PASSAGE SHOWN —
MOSCOW: Russian police have arrested an international criminal gang for producing contraband cheese worth some $30 million using banned Western ingredients.

Russian officials are currently waging war against produce from the West prohibited under a year-old embargo introduced in retaliation for sanctions on Moscow over Ukraine.

Authorities earlier this month started bulldozing piles of cheese, peaches and even frozen geese after President Vladimir Putin ordered the destruction of food smuggled in illegally.

Now police in the Moscow region say they have arrested six people for producing cheese worth some $30 million using 470 kilogrammes (1,000 pounds) of banned Western rennet, a substance containing enzymes used for cheese production.

Authorities “foiled the activities of an organised international criminal gang in the Moscow region whose members have for a long time been engaged in smuggling sanctioned products from abroad,” police spokeswoman Yelena Alekseeva said in a statement.

GIVEN RECORDS —

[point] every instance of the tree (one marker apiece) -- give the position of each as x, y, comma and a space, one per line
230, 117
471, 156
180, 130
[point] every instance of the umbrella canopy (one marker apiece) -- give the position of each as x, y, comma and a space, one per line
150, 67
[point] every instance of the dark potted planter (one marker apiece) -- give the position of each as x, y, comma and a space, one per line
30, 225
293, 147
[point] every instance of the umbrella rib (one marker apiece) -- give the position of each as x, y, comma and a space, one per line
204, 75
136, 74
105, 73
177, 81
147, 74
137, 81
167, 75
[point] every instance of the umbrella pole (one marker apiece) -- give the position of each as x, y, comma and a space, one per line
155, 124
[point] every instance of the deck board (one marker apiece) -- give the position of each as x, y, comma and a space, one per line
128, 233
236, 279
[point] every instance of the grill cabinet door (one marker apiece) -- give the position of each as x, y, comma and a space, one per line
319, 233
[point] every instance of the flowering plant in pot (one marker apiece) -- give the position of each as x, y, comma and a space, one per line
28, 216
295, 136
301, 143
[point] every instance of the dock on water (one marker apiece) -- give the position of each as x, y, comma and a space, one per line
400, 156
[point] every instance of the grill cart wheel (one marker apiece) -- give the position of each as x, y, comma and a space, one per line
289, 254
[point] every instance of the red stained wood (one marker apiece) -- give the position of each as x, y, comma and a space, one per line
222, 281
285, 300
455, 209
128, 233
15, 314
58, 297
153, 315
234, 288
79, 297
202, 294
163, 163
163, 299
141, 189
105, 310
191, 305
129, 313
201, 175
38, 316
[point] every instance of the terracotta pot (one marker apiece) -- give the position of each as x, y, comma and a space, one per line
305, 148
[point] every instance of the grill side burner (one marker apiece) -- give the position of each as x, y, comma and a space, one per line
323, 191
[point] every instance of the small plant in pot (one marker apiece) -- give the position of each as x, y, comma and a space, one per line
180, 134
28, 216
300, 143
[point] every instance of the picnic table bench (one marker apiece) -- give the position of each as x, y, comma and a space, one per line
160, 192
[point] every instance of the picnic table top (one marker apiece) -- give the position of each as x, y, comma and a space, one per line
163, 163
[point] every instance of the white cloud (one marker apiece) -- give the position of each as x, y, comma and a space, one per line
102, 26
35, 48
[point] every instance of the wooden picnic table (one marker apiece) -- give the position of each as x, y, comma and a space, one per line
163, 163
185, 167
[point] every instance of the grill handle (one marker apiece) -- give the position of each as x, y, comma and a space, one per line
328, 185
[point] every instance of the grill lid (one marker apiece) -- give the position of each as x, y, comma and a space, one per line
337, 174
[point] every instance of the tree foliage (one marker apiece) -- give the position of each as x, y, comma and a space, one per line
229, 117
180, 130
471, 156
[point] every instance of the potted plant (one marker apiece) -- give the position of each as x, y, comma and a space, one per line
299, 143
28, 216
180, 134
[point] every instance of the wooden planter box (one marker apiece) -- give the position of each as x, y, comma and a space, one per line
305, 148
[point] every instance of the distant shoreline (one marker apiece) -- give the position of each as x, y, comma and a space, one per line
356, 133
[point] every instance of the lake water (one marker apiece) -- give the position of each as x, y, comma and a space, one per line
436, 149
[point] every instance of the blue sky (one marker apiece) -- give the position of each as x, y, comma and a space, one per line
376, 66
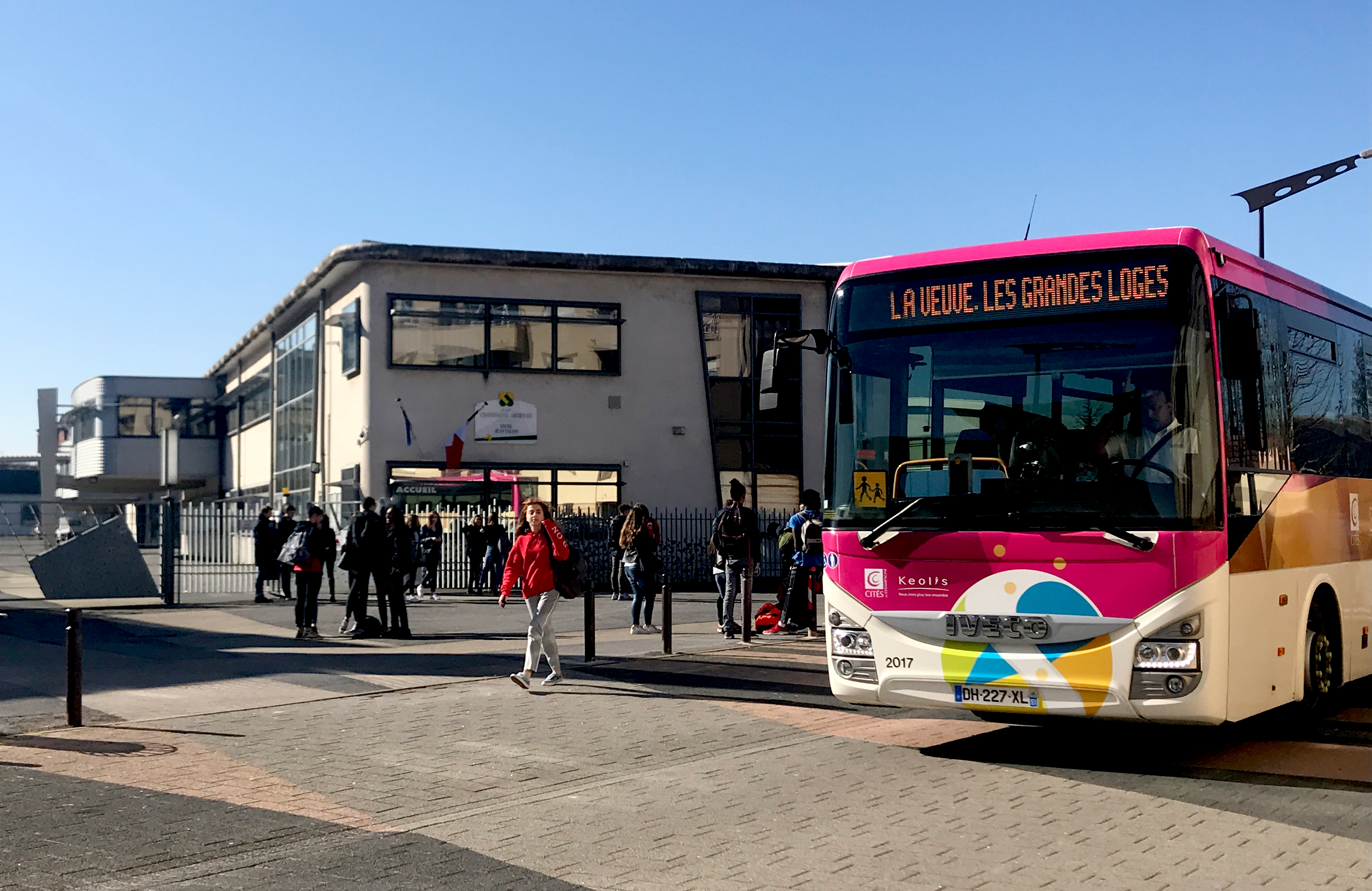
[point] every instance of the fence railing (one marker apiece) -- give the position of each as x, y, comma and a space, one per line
216, 549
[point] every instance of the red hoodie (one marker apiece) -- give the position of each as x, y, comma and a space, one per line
530, 562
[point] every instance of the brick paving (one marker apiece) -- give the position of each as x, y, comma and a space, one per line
614, 782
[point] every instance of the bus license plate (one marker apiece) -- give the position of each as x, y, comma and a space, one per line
977, 695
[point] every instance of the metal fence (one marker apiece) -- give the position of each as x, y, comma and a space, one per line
216, 547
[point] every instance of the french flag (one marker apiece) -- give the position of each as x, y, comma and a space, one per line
453, 454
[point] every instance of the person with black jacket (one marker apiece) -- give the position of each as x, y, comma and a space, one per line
739, 544
283, 532
331, 554
618, 584
641, 569
367, 558
431, 553
474, 541
311, 573
400, 553
264, 553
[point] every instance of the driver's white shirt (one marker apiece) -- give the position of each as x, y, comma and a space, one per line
1184, 441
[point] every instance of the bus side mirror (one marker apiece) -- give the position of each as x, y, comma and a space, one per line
1241, 360
846, 396
1241, 349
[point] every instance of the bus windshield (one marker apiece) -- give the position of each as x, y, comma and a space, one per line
1058, 393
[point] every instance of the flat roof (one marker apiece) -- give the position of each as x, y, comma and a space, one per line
381, 252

STUDY QUESTIONS —
a) From the news report about the Russian cheese smuggling gang, list the foods that authorities began bulldozing after President Vladimir Putin's order.
b) Carry on the news report about the Russian cheese smuggling gang, starting right after its final sentence.

SOLVED TASKS —
a) cheese, peaches, frozen geese

b)
Police claim the cheese, which was sold under counterfeit labels, had made its way into grocery stores in St. Petersburg, as well as in the Moscow and Leningrad regions.

The suspects could face fraud charges that carry a possible sentence of up to 10 years in prison, police said.

Russian government bodies have warned citizens against consuming embargoed Western products, which they claim can be harmful.

The destruction of Western food has prompted criticism from politicians and activists and a rare outcry from ordinary Russians, who say the produce could feed the country’s poorest.

But that has not put off officials and Russia’s general prosecutor on Tuesday launched a hotline for citizens to report illicit Western cheeses and pates to the authorities.

“Unscrupulous suppliers are importing these products without quality compliance checks or compliance with transportation and storage conditions, which can make them dangerous to citizens’ health,” prosecutors said in a statement. Small amounts of Western food brought into the country for private consumption are still permitted.